[Begin]
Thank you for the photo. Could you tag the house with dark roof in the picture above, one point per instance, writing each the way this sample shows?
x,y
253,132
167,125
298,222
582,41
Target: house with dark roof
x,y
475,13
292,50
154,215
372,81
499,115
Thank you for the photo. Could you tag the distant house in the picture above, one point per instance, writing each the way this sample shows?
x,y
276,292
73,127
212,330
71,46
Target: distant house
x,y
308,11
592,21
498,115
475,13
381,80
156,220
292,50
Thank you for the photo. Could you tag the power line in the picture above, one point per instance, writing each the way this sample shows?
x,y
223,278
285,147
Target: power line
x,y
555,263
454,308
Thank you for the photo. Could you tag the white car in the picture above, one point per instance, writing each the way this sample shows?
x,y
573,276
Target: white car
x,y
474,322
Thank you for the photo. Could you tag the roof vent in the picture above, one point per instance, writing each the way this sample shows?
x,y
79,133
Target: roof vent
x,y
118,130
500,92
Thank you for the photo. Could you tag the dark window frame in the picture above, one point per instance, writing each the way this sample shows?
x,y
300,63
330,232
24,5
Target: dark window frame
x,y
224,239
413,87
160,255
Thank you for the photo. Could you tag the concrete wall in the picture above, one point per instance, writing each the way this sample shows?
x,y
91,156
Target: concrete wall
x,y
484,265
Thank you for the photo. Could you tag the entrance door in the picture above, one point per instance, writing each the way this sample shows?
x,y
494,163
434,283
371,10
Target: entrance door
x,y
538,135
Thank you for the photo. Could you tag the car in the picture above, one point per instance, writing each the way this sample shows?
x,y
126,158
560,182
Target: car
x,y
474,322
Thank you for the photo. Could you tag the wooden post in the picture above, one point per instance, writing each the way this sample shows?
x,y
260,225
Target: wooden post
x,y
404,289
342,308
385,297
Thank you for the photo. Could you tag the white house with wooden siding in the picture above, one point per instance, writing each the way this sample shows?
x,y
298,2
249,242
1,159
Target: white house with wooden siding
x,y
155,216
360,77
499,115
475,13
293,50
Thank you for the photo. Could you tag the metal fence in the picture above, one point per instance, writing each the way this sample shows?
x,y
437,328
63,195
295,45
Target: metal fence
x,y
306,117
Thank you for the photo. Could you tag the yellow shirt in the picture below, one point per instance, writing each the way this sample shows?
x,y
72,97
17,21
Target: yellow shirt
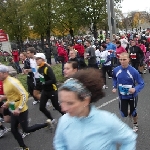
x,y
15,92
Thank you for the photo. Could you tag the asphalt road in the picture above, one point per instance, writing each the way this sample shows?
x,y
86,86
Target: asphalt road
x,y
43,139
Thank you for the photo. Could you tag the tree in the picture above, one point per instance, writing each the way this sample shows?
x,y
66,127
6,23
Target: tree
x,y
13,20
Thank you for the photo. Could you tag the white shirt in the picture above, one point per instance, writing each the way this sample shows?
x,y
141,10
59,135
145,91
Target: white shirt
x,y
33,66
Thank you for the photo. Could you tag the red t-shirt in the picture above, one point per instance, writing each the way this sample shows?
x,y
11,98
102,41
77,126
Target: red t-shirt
x,y
15,56
1,88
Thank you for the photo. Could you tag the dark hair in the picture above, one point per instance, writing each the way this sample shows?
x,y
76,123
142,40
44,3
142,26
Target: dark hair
x,y
139,41
88,41
10,59
93,81
118,42
71,45
31,50
24,53
74,64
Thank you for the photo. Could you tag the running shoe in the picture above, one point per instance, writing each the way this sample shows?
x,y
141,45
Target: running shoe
x,y
2,132
135,127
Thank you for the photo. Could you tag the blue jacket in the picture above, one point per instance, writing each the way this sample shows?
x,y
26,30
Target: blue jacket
x,y
101,130
111,46
125,78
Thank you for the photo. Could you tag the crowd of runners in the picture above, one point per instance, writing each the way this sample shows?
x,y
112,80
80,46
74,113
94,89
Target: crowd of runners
x,y
122,60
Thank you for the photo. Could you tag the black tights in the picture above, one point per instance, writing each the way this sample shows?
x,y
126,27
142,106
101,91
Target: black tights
x,y
53,95
23,120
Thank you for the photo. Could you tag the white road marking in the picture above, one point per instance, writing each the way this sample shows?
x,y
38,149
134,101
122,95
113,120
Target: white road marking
x,y
104,104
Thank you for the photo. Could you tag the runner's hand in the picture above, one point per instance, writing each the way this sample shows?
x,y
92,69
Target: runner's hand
x,y
114,90
132,90
5,105
16,112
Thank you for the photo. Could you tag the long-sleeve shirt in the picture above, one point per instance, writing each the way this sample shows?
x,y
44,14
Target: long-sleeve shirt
x,y
125,78
120,50
15,92
105,58
90,52
100,130
111,46
48,75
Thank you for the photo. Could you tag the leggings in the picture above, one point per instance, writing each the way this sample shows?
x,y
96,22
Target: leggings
x,y
23,120
107,69
53,95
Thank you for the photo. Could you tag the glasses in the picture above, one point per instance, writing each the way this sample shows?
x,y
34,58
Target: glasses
x,y
122,59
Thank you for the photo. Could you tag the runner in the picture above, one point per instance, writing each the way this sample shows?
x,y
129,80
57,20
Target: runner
x,y
17,98
33,71
49,88
84,127
129,83
70,68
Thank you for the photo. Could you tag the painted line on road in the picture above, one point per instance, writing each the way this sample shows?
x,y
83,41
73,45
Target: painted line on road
x,y
104,104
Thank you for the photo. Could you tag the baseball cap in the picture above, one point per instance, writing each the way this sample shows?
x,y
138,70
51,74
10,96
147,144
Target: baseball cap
x,y
40,55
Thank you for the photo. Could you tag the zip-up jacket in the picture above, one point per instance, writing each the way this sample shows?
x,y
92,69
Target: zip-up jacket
x,y
125,78
136,54
47,73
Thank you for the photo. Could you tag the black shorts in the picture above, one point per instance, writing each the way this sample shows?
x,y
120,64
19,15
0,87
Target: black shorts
x,y
6,112
38,85
123,106
1,103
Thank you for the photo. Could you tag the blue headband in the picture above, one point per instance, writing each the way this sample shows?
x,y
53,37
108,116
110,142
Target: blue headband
x,y
76,86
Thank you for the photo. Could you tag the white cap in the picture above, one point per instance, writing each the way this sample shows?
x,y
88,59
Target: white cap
x,y
40,55
4,68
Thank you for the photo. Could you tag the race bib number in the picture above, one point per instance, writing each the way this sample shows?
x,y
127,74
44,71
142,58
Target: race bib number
x,y
133,55
124,89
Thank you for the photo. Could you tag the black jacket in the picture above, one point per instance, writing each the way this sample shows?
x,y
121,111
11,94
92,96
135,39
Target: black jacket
x,y
139,53
49,77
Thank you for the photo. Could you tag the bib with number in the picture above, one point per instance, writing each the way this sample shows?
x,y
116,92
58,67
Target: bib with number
x,y
124,89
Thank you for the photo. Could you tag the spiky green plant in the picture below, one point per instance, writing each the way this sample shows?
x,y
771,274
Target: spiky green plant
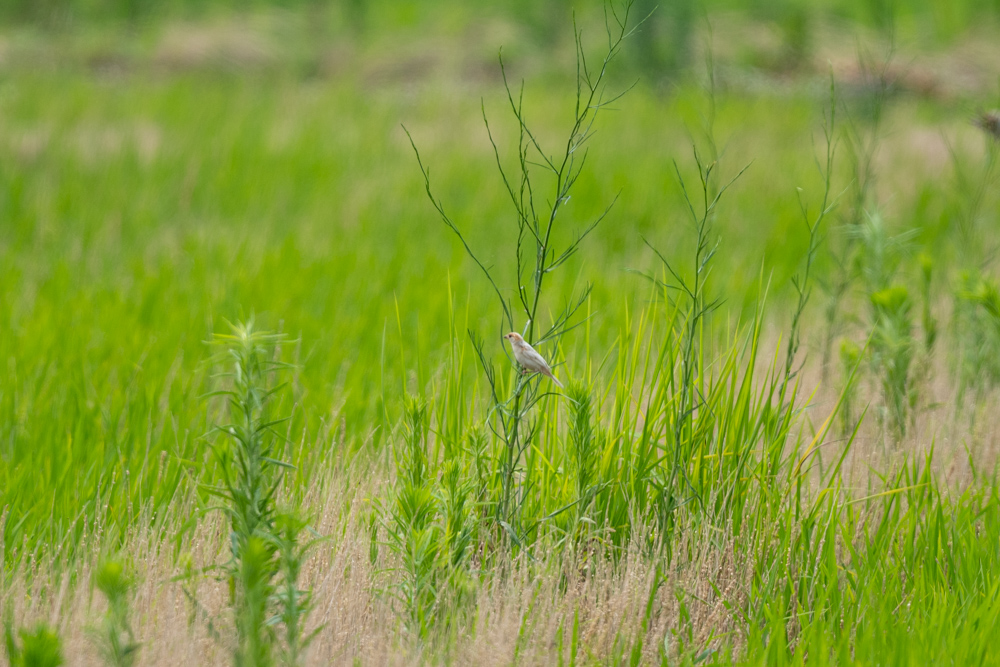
x,y
38,647
115,638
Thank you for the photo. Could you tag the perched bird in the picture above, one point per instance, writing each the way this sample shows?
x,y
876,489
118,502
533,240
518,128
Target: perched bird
x,y
528,358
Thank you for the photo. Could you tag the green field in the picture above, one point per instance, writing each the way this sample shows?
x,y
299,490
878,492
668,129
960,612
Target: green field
x,y
774,445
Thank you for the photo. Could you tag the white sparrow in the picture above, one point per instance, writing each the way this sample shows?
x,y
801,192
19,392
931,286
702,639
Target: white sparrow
x,y
528,358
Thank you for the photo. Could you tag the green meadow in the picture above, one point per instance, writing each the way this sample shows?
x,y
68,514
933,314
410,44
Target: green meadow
x,y
255,405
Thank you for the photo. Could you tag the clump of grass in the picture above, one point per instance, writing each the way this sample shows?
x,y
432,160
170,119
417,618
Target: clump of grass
x,y
583,444
977,331
38,647
114,638
892,352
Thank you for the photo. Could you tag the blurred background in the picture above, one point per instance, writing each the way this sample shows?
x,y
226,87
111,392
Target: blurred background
x,y
166,165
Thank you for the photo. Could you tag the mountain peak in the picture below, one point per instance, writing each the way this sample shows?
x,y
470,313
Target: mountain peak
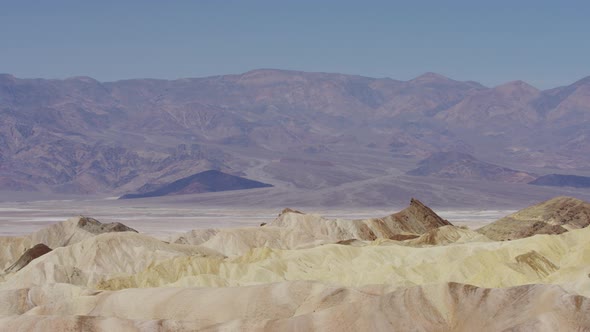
x,y
517,86
430,77
583,81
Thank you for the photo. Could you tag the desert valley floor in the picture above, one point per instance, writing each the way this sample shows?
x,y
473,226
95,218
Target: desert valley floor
x,y
105,265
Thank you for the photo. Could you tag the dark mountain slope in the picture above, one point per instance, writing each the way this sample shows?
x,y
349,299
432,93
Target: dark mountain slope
x,y
208,181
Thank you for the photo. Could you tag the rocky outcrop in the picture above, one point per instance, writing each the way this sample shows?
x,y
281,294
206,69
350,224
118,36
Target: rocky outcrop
x,y
37,251
96,227
555,216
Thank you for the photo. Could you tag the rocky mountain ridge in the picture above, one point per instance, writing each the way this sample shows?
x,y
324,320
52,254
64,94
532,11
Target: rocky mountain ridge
x,y
79,135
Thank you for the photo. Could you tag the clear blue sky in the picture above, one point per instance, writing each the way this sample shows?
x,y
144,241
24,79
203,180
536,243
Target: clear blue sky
x,y
546,43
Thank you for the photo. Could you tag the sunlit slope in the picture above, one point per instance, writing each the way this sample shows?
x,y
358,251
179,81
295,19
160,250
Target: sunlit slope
x,y
555,216
562,259
296,306
295,230
60,234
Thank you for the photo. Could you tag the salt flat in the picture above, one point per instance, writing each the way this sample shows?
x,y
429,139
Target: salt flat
x,y
160,220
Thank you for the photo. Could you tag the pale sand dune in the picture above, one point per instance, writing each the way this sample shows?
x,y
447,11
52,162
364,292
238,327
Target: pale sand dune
x,y
297,306
407,271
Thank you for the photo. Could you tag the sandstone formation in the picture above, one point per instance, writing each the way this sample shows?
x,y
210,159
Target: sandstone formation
x,y
411,270
555,216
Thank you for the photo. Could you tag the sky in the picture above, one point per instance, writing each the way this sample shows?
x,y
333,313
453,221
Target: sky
x,y
545,43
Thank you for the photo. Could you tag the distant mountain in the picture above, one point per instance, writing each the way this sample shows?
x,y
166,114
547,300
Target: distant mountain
x,y
561,180
82,136
465,166
208,181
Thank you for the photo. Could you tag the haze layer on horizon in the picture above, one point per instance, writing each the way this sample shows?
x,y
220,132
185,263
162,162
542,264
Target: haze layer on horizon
x,y
538,42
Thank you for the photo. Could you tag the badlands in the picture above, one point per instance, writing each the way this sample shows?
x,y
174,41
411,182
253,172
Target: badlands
x,y
408,271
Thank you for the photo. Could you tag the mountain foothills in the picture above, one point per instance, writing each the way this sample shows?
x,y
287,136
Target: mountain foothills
x,y
410,270
294,130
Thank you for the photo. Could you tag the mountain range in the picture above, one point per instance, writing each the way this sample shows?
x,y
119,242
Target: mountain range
x,y
297,131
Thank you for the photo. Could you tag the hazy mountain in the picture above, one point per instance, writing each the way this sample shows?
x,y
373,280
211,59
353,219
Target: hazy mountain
x,y
79,135
465,166
208,181
560,180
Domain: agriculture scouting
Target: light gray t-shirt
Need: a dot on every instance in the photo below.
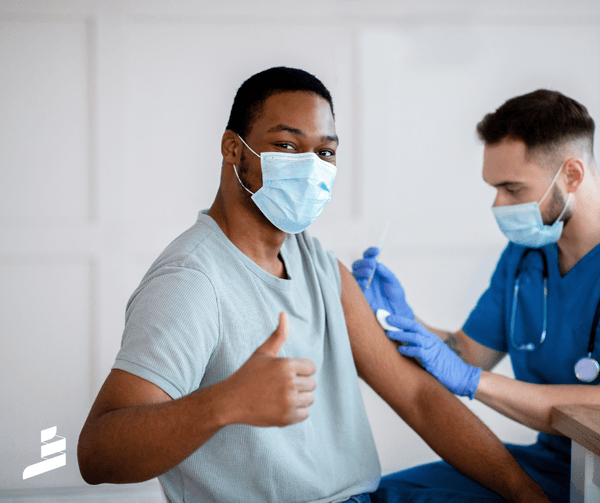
[End]
What to work on:
Locate every line above that contains the word "meadow" and copy each of those lines.

Solution for this problem:
Thank you for the photo. Could you tag the green meadow in the picture above, one point per instance, writing each the way this sample shows?
Target: green meadow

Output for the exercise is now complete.